EXCERPTED PASSAGE:
The European Day of Remembrance of Victims of Terrorism was commemorated last week. The Remembrance Day was established after the Madrid train bombings on 11 March 2004 that killed 191 and injured at least 1800 people commuting to work. The EU has devoted this day to remembering all victims of terrorist attacks in Europe and elsewhere in the world.
In a joint statement (11 March), first Vice-President Frans Timmermans, High Representative/Vice President Federica Mogherini and Commissioners Vera Jourova and Dimitris Avramopolous stated that “each year since 2005, we remember on this date the victims of terrorist atrocities, regardless of their nationality. We express our sympathy and support to those affected.”
They continued: “Terrorists want us to be afraid. They try to spread hatred and fear, to create intolerance and to turn us against each other. This mentality has no place in our societies, our lives, and our European Union.”
“Every one of us must defeat these ideas, defend our fundamental values and rights, and protect our friendships built through diversity and multiculturalism. Communities must feel safe and nobody should feel isolated or excluded from society: this is our common responsibility.”

WHAT YOU SHOULD DO: According to the article on the European Day of Remembrance of Victims of Terrorism, how many people were killed in the Madrid train bombings on 11 March 2004? Please answer in a few words.

[Dataset entries]
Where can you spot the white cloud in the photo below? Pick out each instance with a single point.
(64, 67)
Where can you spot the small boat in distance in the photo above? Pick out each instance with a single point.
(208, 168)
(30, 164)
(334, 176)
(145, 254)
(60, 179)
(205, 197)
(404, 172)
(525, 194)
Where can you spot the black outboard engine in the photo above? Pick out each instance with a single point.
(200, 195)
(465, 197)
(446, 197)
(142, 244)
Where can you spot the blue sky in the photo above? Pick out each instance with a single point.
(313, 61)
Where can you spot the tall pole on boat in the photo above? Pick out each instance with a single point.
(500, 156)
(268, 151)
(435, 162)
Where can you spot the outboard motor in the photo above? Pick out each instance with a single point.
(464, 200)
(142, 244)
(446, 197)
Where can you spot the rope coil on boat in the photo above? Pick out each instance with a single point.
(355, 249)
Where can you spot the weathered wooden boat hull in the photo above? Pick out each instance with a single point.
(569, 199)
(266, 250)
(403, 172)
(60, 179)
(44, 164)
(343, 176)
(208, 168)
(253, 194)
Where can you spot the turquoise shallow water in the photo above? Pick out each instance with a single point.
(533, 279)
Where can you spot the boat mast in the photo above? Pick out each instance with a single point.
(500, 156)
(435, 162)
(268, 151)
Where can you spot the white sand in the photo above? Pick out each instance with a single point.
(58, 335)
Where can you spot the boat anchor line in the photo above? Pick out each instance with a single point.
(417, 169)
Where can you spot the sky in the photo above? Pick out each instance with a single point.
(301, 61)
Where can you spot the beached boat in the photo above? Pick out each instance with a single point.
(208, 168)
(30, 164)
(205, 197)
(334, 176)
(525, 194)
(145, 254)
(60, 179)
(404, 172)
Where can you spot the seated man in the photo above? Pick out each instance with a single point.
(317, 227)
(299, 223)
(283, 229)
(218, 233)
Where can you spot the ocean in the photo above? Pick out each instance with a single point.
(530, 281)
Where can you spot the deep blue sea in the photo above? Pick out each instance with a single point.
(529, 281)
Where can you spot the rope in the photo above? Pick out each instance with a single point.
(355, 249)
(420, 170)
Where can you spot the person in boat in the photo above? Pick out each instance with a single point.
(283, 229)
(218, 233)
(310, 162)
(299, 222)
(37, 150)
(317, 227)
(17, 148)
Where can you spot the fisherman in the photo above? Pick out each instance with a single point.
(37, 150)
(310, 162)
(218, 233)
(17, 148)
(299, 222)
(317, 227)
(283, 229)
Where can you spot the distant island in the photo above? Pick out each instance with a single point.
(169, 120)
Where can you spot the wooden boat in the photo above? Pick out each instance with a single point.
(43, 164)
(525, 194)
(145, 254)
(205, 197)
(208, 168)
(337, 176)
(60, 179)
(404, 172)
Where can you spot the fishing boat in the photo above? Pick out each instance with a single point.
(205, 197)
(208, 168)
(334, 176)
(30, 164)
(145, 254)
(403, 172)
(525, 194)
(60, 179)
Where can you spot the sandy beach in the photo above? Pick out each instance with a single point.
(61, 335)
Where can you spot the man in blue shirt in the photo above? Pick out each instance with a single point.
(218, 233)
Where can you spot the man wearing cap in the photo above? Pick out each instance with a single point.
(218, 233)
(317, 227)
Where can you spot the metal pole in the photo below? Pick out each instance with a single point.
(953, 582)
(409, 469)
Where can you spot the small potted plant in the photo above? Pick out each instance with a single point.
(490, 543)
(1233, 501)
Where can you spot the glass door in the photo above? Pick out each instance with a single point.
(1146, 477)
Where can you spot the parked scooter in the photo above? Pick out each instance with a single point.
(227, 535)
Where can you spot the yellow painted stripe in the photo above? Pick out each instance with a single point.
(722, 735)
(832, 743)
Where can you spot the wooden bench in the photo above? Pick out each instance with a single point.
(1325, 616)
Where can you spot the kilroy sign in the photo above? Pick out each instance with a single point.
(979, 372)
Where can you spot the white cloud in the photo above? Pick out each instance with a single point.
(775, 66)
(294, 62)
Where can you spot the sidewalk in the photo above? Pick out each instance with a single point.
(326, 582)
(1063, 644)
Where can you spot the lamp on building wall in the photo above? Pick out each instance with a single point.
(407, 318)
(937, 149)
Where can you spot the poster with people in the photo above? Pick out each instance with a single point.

EXPECTED OUTPUT: 191 people were killed.